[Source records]
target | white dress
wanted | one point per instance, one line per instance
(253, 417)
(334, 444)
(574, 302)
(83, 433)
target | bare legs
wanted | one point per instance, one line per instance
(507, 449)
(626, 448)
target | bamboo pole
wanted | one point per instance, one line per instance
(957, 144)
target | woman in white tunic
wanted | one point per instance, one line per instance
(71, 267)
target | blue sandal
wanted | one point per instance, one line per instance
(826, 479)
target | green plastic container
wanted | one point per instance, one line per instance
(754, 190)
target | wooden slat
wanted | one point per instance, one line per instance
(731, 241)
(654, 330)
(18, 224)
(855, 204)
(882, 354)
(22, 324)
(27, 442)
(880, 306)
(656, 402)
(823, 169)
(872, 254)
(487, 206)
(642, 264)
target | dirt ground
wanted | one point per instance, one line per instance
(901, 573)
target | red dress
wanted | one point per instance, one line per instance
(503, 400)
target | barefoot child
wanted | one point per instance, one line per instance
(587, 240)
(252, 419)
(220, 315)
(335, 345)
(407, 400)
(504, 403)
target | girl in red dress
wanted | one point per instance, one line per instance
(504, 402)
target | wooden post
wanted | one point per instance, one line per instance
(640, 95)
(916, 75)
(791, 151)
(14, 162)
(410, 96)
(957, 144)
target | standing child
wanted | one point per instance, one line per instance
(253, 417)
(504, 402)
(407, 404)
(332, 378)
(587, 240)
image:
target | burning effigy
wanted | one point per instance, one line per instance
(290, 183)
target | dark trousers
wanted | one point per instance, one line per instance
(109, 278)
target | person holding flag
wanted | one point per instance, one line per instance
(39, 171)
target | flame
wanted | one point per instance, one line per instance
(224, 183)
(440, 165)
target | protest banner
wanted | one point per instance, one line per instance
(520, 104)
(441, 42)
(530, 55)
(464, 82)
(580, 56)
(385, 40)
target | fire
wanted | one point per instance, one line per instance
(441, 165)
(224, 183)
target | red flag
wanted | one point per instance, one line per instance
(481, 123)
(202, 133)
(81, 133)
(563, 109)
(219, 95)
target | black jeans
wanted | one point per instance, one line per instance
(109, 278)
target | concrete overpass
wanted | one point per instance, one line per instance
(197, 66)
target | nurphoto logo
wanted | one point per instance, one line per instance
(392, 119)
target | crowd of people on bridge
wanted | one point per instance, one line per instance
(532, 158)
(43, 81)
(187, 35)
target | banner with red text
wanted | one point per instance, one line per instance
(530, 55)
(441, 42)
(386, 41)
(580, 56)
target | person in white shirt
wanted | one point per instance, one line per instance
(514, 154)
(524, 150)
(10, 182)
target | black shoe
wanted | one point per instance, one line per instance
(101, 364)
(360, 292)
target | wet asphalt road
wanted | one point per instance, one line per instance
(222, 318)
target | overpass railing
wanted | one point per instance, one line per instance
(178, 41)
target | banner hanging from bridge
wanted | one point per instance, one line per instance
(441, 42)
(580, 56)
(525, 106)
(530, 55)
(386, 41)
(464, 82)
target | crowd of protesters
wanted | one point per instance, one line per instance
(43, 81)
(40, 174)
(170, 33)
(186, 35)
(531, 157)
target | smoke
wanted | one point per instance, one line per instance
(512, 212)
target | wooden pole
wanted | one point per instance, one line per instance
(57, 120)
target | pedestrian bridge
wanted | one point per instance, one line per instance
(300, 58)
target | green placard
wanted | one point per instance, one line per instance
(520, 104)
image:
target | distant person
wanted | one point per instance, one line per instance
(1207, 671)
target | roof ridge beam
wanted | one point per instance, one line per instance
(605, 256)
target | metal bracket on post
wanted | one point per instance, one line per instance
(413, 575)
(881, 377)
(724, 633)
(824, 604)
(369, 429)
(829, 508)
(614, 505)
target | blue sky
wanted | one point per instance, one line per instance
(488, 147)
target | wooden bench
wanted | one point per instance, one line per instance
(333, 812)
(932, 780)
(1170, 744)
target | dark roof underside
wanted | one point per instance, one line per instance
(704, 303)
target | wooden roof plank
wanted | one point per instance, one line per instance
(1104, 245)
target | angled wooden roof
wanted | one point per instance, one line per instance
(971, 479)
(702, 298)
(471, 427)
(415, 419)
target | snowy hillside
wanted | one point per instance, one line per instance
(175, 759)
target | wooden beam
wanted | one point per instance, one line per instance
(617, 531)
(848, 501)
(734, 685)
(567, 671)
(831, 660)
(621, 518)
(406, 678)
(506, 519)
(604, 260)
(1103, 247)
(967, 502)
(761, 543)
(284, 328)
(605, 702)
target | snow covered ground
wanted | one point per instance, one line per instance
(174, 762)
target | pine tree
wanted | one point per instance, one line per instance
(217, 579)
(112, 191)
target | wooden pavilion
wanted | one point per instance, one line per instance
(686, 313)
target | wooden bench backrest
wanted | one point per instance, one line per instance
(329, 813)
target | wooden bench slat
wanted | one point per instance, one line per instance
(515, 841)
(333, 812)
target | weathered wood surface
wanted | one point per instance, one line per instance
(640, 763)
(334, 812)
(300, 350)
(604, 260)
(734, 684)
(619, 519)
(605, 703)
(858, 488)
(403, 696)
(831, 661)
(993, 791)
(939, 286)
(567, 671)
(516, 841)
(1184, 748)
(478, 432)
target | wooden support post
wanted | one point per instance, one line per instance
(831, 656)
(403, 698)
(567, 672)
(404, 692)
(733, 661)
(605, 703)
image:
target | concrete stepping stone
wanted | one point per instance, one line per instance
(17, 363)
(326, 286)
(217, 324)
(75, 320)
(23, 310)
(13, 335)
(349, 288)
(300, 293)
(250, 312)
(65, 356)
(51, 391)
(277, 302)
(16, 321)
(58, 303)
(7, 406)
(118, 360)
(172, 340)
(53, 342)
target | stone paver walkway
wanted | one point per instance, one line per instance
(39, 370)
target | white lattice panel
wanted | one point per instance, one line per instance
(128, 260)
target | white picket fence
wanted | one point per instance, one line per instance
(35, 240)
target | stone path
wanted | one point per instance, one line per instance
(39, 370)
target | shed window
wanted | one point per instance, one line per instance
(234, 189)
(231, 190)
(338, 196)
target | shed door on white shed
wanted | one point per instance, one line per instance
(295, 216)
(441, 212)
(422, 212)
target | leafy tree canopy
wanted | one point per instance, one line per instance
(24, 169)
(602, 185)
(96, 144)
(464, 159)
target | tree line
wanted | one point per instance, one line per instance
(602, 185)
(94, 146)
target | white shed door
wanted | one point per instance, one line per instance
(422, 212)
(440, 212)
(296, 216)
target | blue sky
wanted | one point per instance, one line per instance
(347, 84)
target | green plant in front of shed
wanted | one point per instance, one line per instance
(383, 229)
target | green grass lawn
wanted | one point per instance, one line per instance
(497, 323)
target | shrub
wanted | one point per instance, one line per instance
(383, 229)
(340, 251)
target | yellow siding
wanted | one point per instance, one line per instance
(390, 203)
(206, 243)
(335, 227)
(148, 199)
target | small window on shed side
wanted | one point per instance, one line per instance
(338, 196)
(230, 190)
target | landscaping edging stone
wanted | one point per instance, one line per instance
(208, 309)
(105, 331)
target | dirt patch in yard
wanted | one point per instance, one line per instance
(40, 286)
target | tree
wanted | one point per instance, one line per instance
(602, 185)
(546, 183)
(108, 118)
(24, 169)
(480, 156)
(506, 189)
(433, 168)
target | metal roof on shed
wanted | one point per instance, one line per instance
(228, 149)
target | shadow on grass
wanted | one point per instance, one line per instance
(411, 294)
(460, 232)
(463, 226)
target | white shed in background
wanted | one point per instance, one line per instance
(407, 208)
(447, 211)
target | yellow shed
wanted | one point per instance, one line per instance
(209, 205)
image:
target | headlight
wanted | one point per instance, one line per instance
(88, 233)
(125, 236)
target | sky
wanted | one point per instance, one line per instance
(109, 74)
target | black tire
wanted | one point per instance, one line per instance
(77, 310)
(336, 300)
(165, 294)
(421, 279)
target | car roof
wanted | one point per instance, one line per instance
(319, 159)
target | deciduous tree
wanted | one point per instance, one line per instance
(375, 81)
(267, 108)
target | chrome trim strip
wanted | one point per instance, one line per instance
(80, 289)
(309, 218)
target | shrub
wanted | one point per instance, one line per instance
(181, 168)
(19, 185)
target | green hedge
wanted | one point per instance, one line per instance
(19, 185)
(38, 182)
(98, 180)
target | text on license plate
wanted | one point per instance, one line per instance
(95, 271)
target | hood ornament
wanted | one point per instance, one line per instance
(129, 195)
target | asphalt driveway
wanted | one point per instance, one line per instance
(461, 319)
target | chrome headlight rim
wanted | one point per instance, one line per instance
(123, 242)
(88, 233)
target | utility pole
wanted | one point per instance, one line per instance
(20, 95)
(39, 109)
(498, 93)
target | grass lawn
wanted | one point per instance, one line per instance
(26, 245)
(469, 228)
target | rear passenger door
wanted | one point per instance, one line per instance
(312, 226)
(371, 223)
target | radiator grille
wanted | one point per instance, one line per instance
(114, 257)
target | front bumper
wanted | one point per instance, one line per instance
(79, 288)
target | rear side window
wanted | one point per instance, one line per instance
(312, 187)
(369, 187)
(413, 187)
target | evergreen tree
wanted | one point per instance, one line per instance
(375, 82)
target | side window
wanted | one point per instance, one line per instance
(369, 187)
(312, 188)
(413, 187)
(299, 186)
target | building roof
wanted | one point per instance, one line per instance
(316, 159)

» **What you should do**:
Show the lines above with "bridge".

» **Finished exercise**:
target | crowd of people on bridge
target | banner hanging from bridge
target | pedestrian bridge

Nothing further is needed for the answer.